DIRECTIONS:
Could you extract every entry below and reproduce it exactly?

──────

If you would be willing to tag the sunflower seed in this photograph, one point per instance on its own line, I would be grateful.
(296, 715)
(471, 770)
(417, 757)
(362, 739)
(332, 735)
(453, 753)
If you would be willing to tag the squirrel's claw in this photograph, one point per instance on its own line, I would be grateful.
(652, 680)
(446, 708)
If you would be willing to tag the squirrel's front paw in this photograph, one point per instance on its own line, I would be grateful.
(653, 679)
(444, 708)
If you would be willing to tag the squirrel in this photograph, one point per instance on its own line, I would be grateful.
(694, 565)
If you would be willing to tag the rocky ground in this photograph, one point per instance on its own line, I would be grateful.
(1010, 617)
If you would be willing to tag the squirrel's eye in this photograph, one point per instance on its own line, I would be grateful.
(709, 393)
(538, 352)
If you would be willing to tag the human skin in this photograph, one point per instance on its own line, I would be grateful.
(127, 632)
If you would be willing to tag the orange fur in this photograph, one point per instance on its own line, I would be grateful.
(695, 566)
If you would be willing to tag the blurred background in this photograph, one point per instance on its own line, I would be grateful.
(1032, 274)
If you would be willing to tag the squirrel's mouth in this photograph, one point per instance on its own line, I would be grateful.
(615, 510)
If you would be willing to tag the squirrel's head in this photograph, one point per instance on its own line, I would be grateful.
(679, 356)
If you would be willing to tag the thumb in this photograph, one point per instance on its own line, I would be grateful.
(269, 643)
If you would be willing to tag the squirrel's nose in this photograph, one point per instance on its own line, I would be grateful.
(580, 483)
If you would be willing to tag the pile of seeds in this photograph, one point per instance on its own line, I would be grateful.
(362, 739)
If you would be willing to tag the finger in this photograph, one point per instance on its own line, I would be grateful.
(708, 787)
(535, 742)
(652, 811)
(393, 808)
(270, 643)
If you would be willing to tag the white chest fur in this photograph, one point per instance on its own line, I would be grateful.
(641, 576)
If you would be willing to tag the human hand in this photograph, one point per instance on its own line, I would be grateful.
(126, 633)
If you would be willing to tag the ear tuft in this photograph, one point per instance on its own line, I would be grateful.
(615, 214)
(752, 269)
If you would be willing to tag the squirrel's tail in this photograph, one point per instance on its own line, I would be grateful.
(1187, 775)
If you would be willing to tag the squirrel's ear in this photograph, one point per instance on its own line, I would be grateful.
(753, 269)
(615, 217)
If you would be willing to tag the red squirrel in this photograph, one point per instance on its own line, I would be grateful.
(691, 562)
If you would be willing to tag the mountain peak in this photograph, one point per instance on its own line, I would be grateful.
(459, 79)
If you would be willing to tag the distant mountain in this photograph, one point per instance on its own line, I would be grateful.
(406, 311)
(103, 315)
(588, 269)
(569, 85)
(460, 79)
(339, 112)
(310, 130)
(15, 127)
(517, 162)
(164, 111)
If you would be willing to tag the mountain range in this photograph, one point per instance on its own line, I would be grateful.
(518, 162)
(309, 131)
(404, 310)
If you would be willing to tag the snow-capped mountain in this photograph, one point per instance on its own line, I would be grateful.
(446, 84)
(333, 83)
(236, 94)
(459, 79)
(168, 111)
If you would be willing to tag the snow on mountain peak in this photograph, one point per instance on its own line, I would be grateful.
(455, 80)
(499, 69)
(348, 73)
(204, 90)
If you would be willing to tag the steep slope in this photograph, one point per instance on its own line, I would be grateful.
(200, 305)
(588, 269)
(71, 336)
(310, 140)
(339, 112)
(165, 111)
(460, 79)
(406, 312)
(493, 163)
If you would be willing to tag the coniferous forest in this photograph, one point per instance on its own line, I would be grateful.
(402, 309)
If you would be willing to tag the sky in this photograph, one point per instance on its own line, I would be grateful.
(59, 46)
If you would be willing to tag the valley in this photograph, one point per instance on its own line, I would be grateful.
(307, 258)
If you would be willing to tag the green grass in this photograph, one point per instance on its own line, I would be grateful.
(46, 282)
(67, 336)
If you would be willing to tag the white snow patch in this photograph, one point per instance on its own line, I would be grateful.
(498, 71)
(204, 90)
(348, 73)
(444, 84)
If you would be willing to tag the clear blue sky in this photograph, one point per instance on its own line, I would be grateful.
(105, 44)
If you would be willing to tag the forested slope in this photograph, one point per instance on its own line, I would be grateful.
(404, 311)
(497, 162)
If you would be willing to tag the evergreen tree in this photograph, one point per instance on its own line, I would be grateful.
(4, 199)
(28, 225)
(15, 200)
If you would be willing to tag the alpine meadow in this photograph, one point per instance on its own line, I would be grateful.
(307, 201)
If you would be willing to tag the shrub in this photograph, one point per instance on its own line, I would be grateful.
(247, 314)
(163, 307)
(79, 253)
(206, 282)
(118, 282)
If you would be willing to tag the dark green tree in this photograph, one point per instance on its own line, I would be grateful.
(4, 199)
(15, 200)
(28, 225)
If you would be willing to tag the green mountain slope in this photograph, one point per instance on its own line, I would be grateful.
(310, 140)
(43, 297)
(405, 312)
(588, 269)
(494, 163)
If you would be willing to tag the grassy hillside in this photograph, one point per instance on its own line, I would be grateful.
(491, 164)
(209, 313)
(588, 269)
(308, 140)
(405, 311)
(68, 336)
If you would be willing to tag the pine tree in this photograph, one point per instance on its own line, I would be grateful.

──────

SOLVED PROBLEM:
If you would be willing to tag the sunflower seed in this photograph, one point per instance on its own line, I would be grateful.
(296, 715)
(471, 770)
(417, 757)
(362, 739)
(332, 735)
(453, 753)
If you would be willing to tag the squirrel's claw in this photograph, one point per instance on its own line, I would be grateful.
(652, 680)
(446, 708)
If you would be willing to tag the squirrel's front paw in this photograph, one point per instance on its own line, I would be grateful.
(653, 679)
(444, 708)
If you would be willing to tag the squirrel in this photograph, one point per instance on its own line, I would be grateful.
(694, 565)
If you would be willing to tag the rocky ground in this photograph, one point per instance on its own line, I would be grateful.
(1010, 617)
If you would be willing to tag the squirrel's eye in this photograph, one point per instance on its own line, I would be grateful.
(709, 393)
(538, 352)
If you would be willing to tag the human skin in this photograph, one point per instance on its own line, I would be grateful.
(127, 632)
If you would be willing to tag the orange fur in this photograph, one point per instance on its own line, I would be grateful.
(695, 566)
If you would be willing to tag the blurred background in this photograph, one point per instance on its own line, I would be grateful.
(1032, 274)
If you would be willing to tag the squirrel's mouth in this photograph, one point per instance on its own line, I would be grateful.
(615, 510)
If you would be willing to tag the squirrel's head in this photograph, one point per instance on its own line, I would be grateful.
(679, 356)
If you would be willing to tag the thumb in this photograph, one point per instance on its own line, I would be grateful.
(269, 643)
If you would be willing to tag the squirrel's nose in this photograph, one point per instance on its own line, I would be grateful.
(580, 483)
If you would be willing to tag the pile of seeds in this photograph, one point per instance on its own line, I would be grateful.
(362, 739)
If you would be willing to tag the finger in this photograph, one point per instance on its own line, I would be grateful.
(708, 787)
(535, 742)
(652, 811)
(393, 808)
(270, 643)
If you would be willing to tag the white chest fur in this photograph, one point per instance on its own line, I would be grateful.
(641, 576)
If you would be willing to tag the human hand in this photograph, one point per instance on its own line, I would be grateful.
(126, 633)
If you would be willing to tag the ear tuft in this photograph, one point per instance on its own line, I would be grateful.
(615, 214)
(752, 269)
If you would be willing to tag the squirrel's tail in this photograph, one point per instance on its own line, I would be grateful.
(1187, 775)
If you would be willing to tag the squirrel's ear in this photograph, one point per instance on its own line, I would be grateful.
(753, 269)
(615, 217)
If you would be willing to tag the red squirrel in this photograph, one point per instance on its own line, I would be grateful.
(691, 562)
If you would be willing to tag the mountain peak in this photograph, one point per instance on its own line, I would be grateful.
(459, 79)
If you would be willing to tag the distant mountain in this photograph, one point per instance on its own line, I would be grateful.
(406, 311)
(103, 315)
(588, 269)
(569, 85)
(460, 79)
(339, 112)
(310, 130)
(15, 127)
(517, 162)
(164, 111)
If you would be willing to tag the mountain range in this photograph, one point per instance on its own line, I would be grateful.
(518, 162)
(309, 131)
(404, 310)
If you would be willing to tag the snow-capped mountain in this photograph, one point per instance on its own line, I would be grateful.
(446, 84)
(333, 83)
(236, 94)
(459, 79)
(168, 111)
If you would be willing to tag the snow on mountain peak in this photograph, one point per instance on its own line, I would be grateful.
(455, 80)
(499, 69)
(348, 73)
(204, 90)
If you would be willing to tag the steep slope in this photograph, one point per instance on its own line, I would be grateful.
(200, 305)
(588, 269)
(71, 336)
(310, 140)
(339, 112)
(165, 111)
(460, 79)
(406, 312)
(493, 163)
If you would be willing to tag the coniferous forest in this photograph, one point per instance on its own line, I would be grateful.
(402, 309)
If you would be willing to tag the sky in this photograph, one point per instance on its own line, I would be grateful.
(59, 46)
If you would be willing to tag the valley in this photograph, one point per instance on its own line, I would be grateful.
(307, 258)
If you would be willing to tag the green grass in this photograph, one point per instance on its own line, I would be grateful.
(46, 282)
(67, 336)
If you would be willing to tag the white snow patch in this photograph, one point per instance on its own line, I would be grateful.
(498, 71)
(204, 90)
(348, 73)
(444, 84)
If you would be willing to tag the clear blue sky in this photograph, one point per instance on its own line, I would be grateful.
(105, 44)
If you would be willing to tag the forested slope in this photograph, one point per instance on its own line, I would be grateful.
(404, 311)
(497, 162)
If you would be willing to tag the evergreen tree in this photograph, one point per instance on its own line, I would be grateful.
(4, 199)
(28, 225)
(15, 200)
If you would be willing to tag the alpine meadow in this photograph, one point per instance on its own line, I would be grateful.
(307, 201)
If you would be willing to tag the shrub in this photograph, one point per instance on its own line, I would be grateful.
(247, 314)
(163, 307)
(79, 253)
(206, 282)
(118, 282)
If you would be willing to tag the dark green tree in this photograph, one point per instance on its own line, I would be grateful.
(4, 199)
(15, 200)
(28, 225)
If you would be willing to tag the green mountain slope in this photograph, one point per instance on its own line, I would be grateful.
(310, 140)
(43, 297)
(405, 312)
(588, 269)
(494, 163)
If you would be willing to tag the grassy hillside in this photograph, one point per instance on its own line, I would be grateful.
(491, 164)
(209, 313)
(588, 269)
(308, 140)
(405, 311)
(68, 336)
If you would be willing to tag the pine tree in this photograph, one point per instance on its own line, I would be grateful.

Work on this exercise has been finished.